**Excerpt provided**:
Your JSON.parse() call explodes because it’s not pure JSON. There’s Markdown syntax around it. Now you need to write code to strip those fences before parsing.

Failure mode 2: Conversational preambles

The model adds a friendly introduction:

Sure! Based on my analysis of the customer email, here's the structured classification:

{
  "category": "billing",
  "priority": "high",
  "summary": "Customer charged twice for monthly subscription",
  "requires_human_review": true
}

Again, not valid JSON. Your parser chokes on “Sure! Based on my analysis…”.

Failure mode 3: Schema drift

The model mostly follows your schema but makes “creative” decisions:

Uses "Priority": "High" instead of "priority": "high"(casing mismatch).
Invents an extra field like "confidence": 0.95 that you didn’t ask for.
Omits requires_human_review because the model decided it wasn’t applicable.
Returns "priority": "medium-high" instead of one of your expected values.

Your code expects a specific shape, and any deviation can cause subtle bugs or outright crashes.

Failure mode 4: Invalid JSON syntax

Sometimes the model produces something that looks like JSON but isn’t technically valid:

{
  "category": "billing",
  "summary": "Customer says "I was charged twice"",
  "priority": "high",
}

Spot the problems? The double quotes inside the summary value aren’t escaped, and there’s a trailing comma after the last property. Both are invalid JSON, and both are mistakes LLMs make because they generate text token by token without a concept of “valid syntax.”

Failure mode 5: Multiple JSON blocks

Sometimes the model “second-guesses” itself and produces two (or more) JSON objects in a single response:

Here's my initial classification:

{
  "category": "billing",
  "priority": "medium",
  "summary": "Duplicate charge on subscription"

**Material supplied**:

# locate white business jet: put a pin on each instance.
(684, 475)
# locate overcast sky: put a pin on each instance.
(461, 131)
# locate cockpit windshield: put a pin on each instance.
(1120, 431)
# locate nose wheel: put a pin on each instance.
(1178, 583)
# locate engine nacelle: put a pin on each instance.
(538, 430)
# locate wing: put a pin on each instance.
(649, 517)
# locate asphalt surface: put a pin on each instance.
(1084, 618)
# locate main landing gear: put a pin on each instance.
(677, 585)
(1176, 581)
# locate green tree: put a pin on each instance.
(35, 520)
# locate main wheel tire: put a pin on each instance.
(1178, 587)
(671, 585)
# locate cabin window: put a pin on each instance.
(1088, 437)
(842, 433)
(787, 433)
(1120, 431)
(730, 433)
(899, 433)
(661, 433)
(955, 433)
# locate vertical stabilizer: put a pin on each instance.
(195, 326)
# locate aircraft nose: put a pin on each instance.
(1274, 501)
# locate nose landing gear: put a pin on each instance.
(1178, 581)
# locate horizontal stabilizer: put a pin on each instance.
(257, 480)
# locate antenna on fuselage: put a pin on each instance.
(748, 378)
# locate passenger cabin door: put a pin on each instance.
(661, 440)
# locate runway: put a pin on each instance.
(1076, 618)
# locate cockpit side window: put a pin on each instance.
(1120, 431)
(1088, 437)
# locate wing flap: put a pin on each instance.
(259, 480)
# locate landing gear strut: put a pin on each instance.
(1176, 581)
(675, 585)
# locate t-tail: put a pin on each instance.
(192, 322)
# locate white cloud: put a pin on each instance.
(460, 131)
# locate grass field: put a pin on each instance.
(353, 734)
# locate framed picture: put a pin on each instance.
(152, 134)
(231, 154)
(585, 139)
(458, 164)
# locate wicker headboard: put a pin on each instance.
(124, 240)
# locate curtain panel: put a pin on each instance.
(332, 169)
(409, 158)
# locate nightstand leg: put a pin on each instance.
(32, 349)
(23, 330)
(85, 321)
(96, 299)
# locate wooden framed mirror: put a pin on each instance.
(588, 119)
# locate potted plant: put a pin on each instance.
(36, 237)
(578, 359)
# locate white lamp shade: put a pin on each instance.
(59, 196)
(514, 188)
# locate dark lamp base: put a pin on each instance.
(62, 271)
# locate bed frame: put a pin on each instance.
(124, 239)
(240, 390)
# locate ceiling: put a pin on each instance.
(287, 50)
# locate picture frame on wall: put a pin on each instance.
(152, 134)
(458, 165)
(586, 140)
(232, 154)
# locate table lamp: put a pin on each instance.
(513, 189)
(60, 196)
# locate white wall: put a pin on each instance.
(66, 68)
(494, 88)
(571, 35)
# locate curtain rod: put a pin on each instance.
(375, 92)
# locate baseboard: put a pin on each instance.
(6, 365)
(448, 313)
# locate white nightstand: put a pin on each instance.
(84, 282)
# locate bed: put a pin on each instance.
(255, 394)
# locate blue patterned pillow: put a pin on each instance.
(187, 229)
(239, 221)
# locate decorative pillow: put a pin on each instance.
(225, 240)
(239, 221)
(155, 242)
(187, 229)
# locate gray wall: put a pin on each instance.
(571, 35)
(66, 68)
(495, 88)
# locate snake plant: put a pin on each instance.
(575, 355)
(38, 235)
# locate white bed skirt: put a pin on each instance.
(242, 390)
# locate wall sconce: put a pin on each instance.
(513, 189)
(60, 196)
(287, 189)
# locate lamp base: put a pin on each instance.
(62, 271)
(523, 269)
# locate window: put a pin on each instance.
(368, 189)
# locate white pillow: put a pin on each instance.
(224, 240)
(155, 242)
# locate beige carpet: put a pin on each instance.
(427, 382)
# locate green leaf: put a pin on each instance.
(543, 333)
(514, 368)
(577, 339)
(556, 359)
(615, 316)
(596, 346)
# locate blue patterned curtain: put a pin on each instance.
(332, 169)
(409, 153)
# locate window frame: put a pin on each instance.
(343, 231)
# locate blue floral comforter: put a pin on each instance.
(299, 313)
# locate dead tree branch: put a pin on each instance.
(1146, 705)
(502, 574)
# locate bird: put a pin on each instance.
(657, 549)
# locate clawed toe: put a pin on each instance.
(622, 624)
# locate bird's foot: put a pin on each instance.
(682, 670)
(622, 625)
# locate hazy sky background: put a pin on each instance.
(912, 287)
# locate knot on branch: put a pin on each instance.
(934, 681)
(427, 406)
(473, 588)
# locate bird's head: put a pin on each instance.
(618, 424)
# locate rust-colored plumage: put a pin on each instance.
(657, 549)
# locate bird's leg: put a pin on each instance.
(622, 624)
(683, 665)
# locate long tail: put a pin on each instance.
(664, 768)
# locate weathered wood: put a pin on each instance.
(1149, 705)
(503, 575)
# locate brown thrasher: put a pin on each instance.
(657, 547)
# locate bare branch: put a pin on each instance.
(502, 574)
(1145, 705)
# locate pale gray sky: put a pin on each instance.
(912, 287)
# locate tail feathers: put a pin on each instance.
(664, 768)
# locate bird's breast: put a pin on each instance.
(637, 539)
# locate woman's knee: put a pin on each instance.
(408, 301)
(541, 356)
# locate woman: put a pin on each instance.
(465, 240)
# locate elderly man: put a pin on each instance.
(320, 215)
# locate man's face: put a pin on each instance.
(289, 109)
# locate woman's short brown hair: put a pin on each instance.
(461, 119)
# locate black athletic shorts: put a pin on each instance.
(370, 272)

**Work task**: In the excerpt on JSON output failures, find the passage that begins with the words "Invents an extra" and stops after "your expected values.". Print that passage word for word.

**Your solution**:
Invents an extra field like "confidence": 0.95 that you didn’t ask for.
Omits requires_human_review because the model decided it wasn’t applicable.
Returns "priority": "medium-high" instead of one of your expected values.